Zur ganzen Wahrheit gehört auch, dass die Münchner mit erheblichem Verletzungspech zu kämpfen haben. Ohne Kapitän Vladimir Lucic, Nationalspieler Andreas Obst, Center Othello Hunter und Elias Harris ging dem Kader in der Breite und Spitze wochenlang viel Qualität verloren. Der wegen der Verletzungsmisere jüngst verpflichtete D.J. Seeley war gegen Bonn noch kein Faktor, und Trinchieri bittet um Geduld beim Neuzugang. Der Amerikaner sei „nicht in guter Verfassung“ nach München gekommen und „nicht in Spielform“. Seeley war schon in der Saison 2020/21 als „Auffüller“ von den Bayern verpflichtet worden, damals gewann er mit dem Club den Pokal. Die Geschichte soll sich jetzt wiederholen.

ANGEZEIGTE INFORMATIONEN:
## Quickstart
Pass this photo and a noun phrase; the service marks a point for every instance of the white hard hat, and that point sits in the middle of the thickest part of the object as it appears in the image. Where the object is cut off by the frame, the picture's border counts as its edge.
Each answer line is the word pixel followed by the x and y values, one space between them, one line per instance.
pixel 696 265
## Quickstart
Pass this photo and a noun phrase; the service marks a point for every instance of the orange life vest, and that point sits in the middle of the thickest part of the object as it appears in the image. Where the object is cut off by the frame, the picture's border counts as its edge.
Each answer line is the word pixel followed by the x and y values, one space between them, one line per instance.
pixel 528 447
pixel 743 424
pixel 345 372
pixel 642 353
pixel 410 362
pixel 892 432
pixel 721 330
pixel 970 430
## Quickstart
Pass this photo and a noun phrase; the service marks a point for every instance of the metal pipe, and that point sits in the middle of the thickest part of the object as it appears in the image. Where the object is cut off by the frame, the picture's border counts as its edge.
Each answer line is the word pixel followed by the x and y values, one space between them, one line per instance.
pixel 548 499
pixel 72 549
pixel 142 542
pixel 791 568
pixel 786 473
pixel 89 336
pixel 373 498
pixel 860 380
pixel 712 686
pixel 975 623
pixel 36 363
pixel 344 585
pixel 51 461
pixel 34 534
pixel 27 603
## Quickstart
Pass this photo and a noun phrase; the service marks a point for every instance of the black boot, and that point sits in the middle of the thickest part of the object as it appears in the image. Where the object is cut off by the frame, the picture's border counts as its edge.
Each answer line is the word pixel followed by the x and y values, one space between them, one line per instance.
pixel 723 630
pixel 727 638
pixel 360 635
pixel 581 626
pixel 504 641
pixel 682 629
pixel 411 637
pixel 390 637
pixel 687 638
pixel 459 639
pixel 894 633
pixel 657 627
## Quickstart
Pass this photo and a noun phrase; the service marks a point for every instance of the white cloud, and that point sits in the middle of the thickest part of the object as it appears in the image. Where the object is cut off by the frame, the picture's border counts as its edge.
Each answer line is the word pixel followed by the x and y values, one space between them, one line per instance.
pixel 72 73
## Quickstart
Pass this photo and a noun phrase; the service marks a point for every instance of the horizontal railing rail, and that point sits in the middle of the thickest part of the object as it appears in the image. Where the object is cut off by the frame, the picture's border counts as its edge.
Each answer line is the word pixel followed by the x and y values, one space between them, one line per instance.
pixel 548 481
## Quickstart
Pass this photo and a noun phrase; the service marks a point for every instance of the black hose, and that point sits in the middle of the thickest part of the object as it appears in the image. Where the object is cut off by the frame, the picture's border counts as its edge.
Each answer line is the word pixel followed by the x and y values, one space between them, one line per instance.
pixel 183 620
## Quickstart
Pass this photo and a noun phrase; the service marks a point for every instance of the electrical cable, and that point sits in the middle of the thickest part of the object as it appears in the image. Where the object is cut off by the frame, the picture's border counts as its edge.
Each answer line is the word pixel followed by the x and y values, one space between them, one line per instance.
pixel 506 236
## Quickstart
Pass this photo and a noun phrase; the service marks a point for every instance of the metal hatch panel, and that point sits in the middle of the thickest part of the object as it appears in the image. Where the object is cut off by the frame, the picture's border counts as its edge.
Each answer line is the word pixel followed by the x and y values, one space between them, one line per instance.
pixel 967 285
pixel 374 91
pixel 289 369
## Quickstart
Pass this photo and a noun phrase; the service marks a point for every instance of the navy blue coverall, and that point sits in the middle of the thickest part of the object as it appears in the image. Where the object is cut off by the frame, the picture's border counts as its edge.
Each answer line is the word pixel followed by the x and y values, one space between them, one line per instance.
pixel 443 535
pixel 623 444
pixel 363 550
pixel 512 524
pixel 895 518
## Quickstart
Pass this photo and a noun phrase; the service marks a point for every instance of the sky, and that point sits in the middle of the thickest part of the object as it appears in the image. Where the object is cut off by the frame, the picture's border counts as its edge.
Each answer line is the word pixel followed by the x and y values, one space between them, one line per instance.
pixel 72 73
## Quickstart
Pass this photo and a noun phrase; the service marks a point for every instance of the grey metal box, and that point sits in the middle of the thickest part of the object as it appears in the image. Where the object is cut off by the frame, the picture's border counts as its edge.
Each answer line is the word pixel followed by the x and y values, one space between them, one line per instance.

ZU ERLEDIGENDE AUFGABEN:
[1] Beantworte zum Auszug über das Verletzungspech der Münchner diese Fragen:
(a) Welche Rolle hat Vladimir Lucic im Kader?
(b) In welcher Saison hatten die Bayern D.J. Seeley bereits verpflichtet?
(c) Welchen Titel gewann Seeley damals mit dem Club?
[2] Dupliziere aus dem Auszug über das Verletzungspech der Münchner den Abschnitt, der mit „Zur ganzen Wahrheit“ beginnt und sich bis einschließlich „sich jetzt wiederholen.“ fortsetzt, Zeichen für Zeichen.
Die Liste stammt aus einer anderen Quelle.

ERGEBNISSE JE AUFGABE:
[1]
(a) Er ist Kapitän.
(b) In der Saison 2020/21.
(c) Den Pokal.

[2]
Zur ganzen Wahrheit gehört auch, dass die Münchner mit erheblichem Verletzungspech zu kämpfen haben. Ohne Kapitän Vladimir Lucic, Nationalspieler Andreas Obst, Center Othello Hunter und Elias Harris ging dem Kader in der Breite und Spitze wochenlang viel Qualität verloren. Der wegen der Verletzungsmisere jüngst verpflichtete D.J. Seeley war gegen Bonn noch kein Faktor, und Trinchieri bittet um Geduld beim Neuzugang. Der Amerikaner sei „nicht in guter Verfassung“ nach München gekommen und „nicht in Spielform“. Seeley war schon in der Saison 2020/21 als „Auffüller“ von den Bayern verpflichtet worden, damals gewann er mit dem Club den Pokal. Die Geschichte soll sich jetzt wiederholen.